**DIRECTIVE:**
Quote every line of the material below word for word, in its original order.

**DATASET ROWS:**
##########
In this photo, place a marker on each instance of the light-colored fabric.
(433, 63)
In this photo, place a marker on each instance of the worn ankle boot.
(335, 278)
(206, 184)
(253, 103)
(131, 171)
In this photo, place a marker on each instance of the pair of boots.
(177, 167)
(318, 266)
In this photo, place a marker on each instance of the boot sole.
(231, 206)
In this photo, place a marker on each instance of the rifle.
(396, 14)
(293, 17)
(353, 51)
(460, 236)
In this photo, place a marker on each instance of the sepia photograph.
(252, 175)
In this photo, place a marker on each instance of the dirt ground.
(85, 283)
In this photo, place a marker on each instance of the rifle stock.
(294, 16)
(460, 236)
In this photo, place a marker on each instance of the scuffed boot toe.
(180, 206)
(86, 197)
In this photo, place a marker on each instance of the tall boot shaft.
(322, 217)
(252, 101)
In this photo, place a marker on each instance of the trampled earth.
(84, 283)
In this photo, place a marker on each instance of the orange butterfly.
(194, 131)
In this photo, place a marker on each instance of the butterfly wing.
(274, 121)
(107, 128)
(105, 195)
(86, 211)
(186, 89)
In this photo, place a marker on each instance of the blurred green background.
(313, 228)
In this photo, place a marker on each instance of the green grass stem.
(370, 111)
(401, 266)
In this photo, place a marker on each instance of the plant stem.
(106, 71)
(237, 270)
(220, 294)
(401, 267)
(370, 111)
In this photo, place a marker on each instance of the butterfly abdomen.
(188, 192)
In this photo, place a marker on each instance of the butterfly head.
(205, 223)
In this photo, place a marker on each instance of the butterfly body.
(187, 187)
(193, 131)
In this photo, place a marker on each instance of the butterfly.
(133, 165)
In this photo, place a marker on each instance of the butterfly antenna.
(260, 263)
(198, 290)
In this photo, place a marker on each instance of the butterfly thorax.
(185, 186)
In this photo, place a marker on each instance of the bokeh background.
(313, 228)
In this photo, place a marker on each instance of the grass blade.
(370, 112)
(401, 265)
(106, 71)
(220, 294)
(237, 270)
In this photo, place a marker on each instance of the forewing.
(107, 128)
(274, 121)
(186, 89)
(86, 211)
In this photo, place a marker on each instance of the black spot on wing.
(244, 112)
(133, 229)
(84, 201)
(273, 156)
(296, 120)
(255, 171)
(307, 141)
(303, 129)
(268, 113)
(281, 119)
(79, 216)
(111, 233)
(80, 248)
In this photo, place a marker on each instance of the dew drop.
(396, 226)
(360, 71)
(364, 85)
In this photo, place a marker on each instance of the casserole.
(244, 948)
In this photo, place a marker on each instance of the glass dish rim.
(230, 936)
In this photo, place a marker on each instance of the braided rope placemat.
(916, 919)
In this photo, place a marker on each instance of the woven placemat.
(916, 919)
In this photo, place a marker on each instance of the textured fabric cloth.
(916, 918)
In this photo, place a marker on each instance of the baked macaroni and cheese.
##########
**WORKED SOLUTION:**
In this photo, place a marker on each instance of the light-colored fabric.
(433, 63)
In this photo, place a marker on each instance of the worn ankle boot.
(335, 278)
(206, 184)
(253, 103)
(131, 171)
In this photo, place a marker on each instance of the pair of boots.
(177, 167)
(318, 266)
In this photo, place a marker on each instance of the boot sole.
(231, 206)
In this photo, place a marker on each instance of the rifle.
(396, 14)
(293, 17)
(353, 51)
(460, 236)
In this photo, place a marker on each instance of the sepia photograph.
(252, 175)
In this photo, place a marker on each instance of the dirt ground.
(85, 283)
In this photo, place a marker on each instance of the rifle stock.
(294, 16)
(460, 236)
In this photo, place a marker on each instance of the scuffed boot toe.
(180, 206)
(86, 197)
In this photo, place a marker on each instance of the tall boot shaft.
(322, 217)
(252, 101)
In this photo, place a marker on each instance of the trampled earth.
(84, 283)
In this photo, place a marker on each instance of the orange butterfly.
(194, 131)
In this photo, place a marker on each instance of the butterfly wing.
(274, 121)
(107, 128)
(105, 195)
(86, 211)
(186, 89)
In this photo, place a marker on each instance of the blurred green background.
(313, 228)
In this photo, place a marker on each instance of the green grass stem.
(370, 111)
(401, 266)
In this photo, place a marker on each instance of the plant stem.
(106, 71)
(237, 270)
(220, 294)
(401, 267)
(370, 111)
In this photo, place a marker on each instance of the butterfly abdomen.
(188, 192)
In this photo, place a marker on each instance of the butterfly head.
(205, 223)
In this photo, place a marker on each instance of the butterfly body.
(187, 187)
(193, 131)
In this photo, place a marker on each instance of the butterfly.
(133, 165)
In this photo, place a marker on each instance of the butterfly antenna.
(260, 263)
(198, 290)
In this photo, place a marker on each instance of the butterfly thorax.
(185, 186)
In this photo, place a marker on each instance of the bokeh background.
(313, 228)
In this photo, place a marker on each instance of the grass blade.
(370, 112)
(401, 265)
(106, 71)
(220, 294)
(237, 270)
In this photo, place a marker on each instance of the forewing.
(107, 128)
(274, 121)
(186, 89)
(86, 211)
In this photo, place a marker on each instance of the black spot on wing.
(244, 112)
(133, 229)
(84, 201)
(273, 156)
(296, 120)
(255, 171)
(307, 141)
(303, 129)
(268, 113)
(281, 119)
(79, 216)
(111, 233)
(80, 248)
In this photo, place a marker on each instance of the dew drop.
(396, 226)
(360, 71)
(364, 85)
In this photo, place a marker on each instance of the casserole.
(244, 948)
In this photo, place a marker on each instance of the glass dish rim.
(230, 936)
In this photo, place a marker on each instance of the braided rope placemat.
(916, 919)
In this photo, place a marker on each instance of the woven placemat.
(916, 919)
In this photo, place a marker on each instance of the textured fabric cloth.
(916, 918)
In this photo, place a marker on each instance of the baked macaroni and cheese.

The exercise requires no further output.